EXERCISE. Take the entries that follow and return exactly the lines from the one holding "Query: soap dish shelf" through the one holding "Query: shower surround", both included. Nothing else is needed.

PROVIDED INFORMATION.
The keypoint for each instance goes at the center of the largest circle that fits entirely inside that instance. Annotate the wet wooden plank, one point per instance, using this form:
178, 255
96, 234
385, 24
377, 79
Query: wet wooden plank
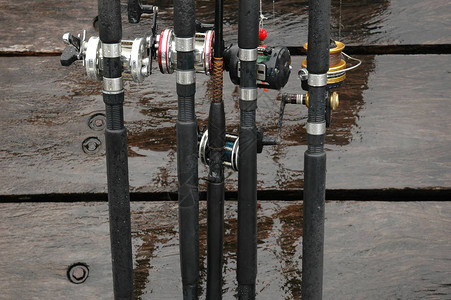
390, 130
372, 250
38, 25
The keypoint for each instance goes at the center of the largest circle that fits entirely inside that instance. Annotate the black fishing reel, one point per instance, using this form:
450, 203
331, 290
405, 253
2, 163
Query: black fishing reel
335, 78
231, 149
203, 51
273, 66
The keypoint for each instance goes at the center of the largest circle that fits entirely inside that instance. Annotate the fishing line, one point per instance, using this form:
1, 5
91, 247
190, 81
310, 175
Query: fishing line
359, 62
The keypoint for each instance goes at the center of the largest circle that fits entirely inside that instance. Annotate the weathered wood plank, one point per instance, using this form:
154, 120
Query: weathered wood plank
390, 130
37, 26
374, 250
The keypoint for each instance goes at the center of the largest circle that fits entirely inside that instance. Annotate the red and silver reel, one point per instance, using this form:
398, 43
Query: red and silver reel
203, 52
* * *
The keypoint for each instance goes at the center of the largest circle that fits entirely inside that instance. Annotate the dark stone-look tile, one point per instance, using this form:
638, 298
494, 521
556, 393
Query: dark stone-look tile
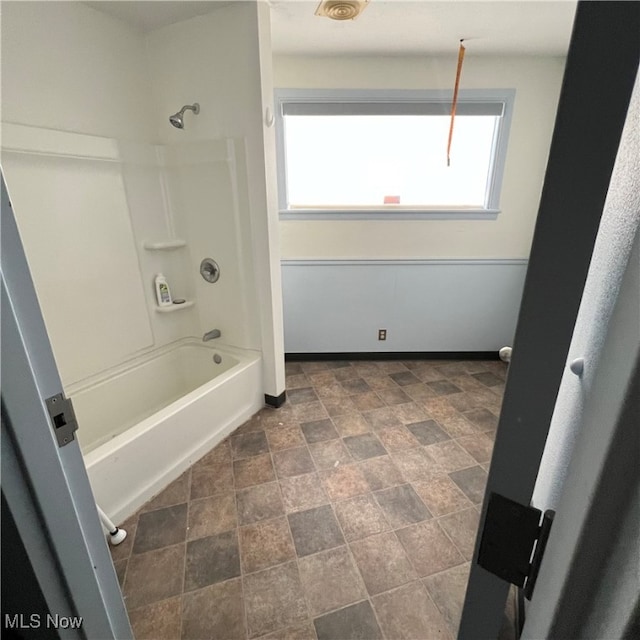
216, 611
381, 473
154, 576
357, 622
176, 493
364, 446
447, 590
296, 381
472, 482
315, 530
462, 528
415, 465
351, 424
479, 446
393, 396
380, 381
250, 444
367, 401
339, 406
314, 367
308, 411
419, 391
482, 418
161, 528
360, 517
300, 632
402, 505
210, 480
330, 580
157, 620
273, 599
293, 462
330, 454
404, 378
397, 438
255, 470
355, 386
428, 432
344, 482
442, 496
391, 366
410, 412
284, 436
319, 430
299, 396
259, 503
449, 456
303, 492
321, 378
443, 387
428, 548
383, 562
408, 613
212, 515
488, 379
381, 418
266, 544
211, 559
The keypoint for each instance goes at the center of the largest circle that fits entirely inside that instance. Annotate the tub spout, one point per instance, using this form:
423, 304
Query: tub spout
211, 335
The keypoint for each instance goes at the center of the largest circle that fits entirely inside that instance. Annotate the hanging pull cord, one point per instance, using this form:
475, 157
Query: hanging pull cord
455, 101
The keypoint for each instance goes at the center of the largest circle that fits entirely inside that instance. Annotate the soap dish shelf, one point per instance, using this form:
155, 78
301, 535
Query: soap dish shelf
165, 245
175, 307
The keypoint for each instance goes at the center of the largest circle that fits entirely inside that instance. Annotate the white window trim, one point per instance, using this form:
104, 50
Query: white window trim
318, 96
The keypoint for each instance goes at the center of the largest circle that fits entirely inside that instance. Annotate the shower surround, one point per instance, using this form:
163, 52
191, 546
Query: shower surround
...
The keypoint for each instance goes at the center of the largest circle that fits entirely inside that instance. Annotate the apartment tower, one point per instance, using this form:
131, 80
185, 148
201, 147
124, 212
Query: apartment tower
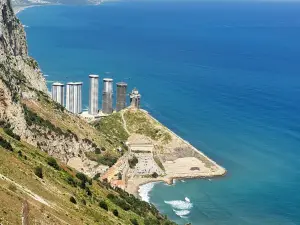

RESULT BELOW.
Query: soap dish shelf
165, 245
175, 307
The keypoint for each instance goes at the center of the largest circle that fits entirely inside that instance. Annotate the white window trim, one point per instance, using this form:
104, 50
Query: white window trim
318, 96
The keypoint for each instance goes at the center of the largest circle that fits entirely inside that instance. Annotate the shower surround, one point per instance, using this form:
163, 52
191, 546
Query: shower surround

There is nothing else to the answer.